#### Instructions for the task:
Pick out each line of the material below that contains the string "xmax" and copy it. Matching is case-sensitive.

#### Given records:

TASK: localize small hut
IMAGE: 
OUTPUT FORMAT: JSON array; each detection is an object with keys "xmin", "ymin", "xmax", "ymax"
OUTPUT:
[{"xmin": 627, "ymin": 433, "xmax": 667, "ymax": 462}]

#### Reply to the exercise:
OUTPUT FORMAT: JSON array; each detection is an object with keys "xmin", "ymin", "xmax", "ymax"
[{"xmin": 627, "ymin": 433, "xmax": 667, "ymax": 462}]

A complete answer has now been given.